EXTRACT PROVIDED: Begin

Trailer Hitch
U.S. Marshals
- Movie
If you’re wondering what the sequel “U.S. Marshals” (opening tomorrow) has in common with its predecessor, the 1993 smash “The Fugitive,” just watch the film’s trailer. In two-and-a-half minutes, you’ll see that Harrison Ford appears to be the only thing the films don’t have in common.
The deja vu preview shows the wrongfully accused fugitive, played this time by Wesley Snipes, fleeing a plane crash to freedom. (Ford escaped from a bus crash.) Tommy Lee Jones appears, reprising his Oscar-winning role as federal marshal Samuel Gerard, barking that he wants the cops to search for Snipes in every “hospital, hotel, back road and back water.” (In “The Fugitive,” he told them to check every “henhouse, outhouse and doghouse.”) Familiar scenes continue, culminating with Snipes’s leap off a tall building to freedom while Jones holds him at gunpoint. (Jones’s character is a slow learner: Ford escaped by jumping into a towering waterfall.)
Familiarity may breed contempt, but the film’s studio, Warner Bros., felt that stressing the similarities between “U.S. Marshals” and “The Fugitive” was necessary to alert audiences that this Ford-less flick was a sequel. “What you have to do strategically,” says Sandy Reisenbach, Warner Bros. executive VP of marketing, “is assure people who loved seeing ‘The Fugitive’ that this film is in the family tree.”

EXTRACT PROVIDED: End
RECORDS SUPPLIED: Begin

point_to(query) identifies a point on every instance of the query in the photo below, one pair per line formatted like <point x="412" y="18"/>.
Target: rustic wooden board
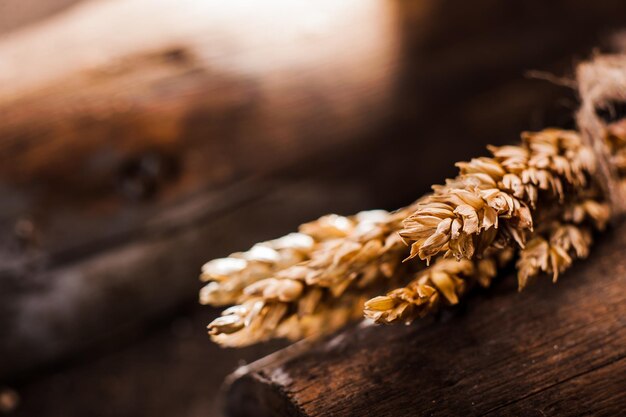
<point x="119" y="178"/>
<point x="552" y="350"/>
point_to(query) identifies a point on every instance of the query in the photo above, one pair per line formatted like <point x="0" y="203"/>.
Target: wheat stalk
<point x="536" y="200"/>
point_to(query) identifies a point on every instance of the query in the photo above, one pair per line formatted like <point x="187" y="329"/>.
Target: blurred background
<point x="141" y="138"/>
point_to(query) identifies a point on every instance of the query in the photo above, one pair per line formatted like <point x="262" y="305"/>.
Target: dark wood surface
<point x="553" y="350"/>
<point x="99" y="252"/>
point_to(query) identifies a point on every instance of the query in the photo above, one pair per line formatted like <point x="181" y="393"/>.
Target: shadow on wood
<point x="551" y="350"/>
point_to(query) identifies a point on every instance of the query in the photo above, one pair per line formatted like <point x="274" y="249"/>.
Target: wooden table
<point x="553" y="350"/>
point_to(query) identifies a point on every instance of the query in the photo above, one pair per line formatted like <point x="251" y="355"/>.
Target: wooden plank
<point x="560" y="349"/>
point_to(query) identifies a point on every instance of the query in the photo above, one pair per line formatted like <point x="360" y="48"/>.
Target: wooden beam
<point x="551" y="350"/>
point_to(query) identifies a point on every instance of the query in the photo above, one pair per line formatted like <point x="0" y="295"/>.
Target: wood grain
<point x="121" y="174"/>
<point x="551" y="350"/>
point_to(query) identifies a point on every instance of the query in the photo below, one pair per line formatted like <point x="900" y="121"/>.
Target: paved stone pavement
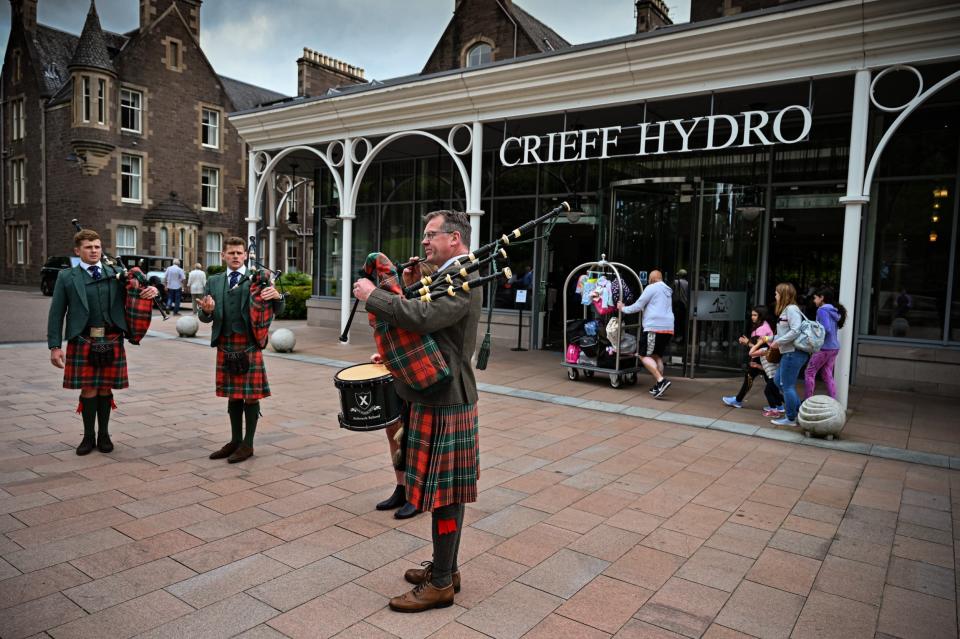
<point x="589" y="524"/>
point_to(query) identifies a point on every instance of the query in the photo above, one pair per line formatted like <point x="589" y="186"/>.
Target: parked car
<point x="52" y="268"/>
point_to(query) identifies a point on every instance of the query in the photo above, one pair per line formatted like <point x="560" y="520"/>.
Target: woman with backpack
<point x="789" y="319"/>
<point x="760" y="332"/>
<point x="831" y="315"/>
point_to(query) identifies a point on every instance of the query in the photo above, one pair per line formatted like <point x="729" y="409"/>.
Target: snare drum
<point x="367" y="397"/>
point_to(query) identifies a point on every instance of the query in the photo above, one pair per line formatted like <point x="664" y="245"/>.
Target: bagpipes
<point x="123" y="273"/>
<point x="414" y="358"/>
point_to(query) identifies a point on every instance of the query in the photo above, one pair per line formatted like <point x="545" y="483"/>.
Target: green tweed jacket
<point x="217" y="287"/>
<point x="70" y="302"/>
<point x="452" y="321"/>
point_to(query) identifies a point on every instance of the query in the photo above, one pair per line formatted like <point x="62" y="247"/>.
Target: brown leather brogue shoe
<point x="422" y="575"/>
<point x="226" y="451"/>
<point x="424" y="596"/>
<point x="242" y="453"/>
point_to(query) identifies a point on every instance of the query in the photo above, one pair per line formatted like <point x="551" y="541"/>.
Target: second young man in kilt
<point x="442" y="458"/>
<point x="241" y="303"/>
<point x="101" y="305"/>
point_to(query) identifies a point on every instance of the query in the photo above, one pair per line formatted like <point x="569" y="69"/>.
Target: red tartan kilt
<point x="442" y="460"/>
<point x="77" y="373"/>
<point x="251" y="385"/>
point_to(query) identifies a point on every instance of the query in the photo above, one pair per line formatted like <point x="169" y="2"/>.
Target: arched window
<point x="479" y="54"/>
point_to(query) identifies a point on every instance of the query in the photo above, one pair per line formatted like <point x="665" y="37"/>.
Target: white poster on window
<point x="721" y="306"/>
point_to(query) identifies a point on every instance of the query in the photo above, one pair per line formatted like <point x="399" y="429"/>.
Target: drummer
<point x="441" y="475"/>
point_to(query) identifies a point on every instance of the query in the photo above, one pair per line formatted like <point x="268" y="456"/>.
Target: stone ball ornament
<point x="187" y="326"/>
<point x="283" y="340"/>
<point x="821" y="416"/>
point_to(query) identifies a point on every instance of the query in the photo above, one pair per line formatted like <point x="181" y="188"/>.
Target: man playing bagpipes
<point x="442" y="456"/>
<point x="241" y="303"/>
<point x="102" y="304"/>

RECORDS SUPPLIED: End
RECORDS SUPPLIED: Begin

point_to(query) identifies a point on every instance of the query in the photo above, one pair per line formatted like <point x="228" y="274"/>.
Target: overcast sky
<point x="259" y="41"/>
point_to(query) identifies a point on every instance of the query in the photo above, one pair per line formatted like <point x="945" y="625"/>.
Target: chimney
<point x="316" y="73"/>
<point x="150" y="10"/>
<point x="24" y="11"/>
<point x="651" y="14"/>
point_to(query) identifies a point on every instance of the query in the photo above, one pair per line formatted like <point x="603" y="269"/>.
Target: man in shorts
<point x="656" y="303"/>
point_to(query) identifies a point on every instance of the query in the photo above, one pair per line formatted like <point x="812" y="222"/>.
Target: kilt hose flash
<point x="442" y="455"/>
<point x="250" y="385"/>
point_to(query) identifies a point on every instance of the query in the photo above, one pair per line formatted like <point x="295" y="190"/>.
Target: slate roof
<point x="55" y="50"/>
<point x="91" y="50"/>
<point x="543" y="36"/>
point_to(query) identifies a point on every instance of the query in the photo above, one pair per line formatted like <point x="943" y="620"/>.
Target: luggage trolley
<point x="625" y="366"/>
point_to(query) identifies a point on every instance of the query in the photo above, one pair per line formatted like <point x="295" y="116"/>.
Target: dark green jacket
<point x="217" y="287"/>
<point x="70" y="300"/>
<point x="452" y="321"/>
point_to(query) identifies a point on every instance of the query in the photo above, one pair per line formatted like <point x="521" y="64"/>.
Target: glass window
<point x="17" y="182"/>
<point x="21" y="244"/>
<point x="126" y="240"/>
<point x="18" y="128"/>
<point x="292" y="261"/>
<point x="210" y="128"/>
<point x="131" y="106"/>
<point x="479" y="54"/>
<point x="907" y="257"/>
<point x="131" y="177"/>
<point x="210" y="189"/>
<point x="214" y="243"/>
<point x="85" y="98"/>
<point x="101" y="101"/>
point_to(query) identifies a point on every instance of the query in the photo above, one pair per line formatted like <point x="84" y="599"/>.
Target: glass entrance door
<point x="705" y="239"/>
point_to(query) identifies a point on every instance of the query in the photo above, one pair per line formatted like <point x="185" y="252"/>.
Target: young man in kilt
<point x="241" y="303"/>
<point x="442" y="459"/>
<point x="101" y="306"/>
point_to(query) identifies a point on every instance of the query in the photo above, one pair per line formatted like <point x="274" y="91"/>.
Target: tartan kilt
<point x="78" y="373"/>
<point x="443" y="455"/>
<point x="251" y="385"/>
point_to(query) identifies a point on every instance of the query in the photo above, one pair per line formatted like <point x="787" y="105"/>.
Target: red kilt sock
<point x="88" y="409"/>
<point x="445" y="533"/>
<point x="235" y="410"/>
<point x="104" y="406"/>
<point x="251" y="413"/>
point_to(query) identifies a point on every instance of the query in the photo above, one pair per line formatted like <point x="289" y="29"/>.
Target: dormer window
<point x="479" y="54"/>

RECORDS SUPPLIED: End
RECORDS SUPPLIED: Begin

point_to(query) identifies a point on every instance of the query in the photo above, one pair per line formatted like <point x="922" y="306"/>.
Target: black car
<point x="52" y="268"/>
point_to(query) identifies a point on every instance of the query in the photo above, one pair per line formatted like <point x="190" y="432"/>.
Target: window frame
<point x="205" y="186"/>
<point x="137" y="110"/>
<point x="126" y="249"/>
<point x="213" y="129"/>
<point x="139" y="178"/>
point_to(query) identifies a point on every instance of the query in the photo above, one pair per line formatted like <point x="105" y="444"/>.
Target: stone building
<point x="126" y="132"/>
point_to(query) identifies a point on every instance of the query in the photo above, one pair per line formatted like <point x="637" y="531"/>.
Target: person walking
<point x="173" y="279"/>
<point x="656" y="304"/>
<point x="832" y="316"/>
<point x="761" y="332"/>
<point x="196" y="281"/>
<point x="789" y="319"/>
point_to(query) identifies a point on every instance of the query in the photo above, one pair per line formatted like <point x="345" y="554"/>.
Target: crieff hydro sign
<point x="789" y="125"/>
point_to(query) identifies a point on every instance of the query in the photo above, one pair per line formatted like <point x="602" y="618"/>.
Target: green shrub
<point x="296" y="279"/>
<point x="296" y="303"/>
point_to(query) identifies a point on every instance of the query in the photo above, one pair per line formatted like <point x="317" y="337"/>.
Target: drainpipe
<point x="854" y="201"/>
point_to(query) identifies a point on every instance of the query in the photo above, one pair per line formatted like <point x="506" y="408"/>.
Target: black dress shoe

RECORDS SUPPLIED: End

◆ **WORK INSTRUCTIONS**
a) What job does Sandy Reisenbach hold, according to the U.S. Marshals trailer article?
b) Output the part of the U.S. Marshals trailer article between "Trailer Hitch" and "have in common.", inclusive.
The rows have no connection to the U.S. Marshals trailer article.

◆ **ANSWERS TO THIS EXERCISE**
a) Executive VP of marketing at Warner Bros.

b)
Trailer Hitch
U.S. Marshals
- Movie
If you’re wondering what the sequel “U.S. Marshals” (opening tomorrow) has in common with its predecessor, the 1993 smash “The Fugitive,” just watch the film’s trailer. In two-and-a-half minutes, you’ll see that Harrison Ford appears to be the only thing the films don’t have in common.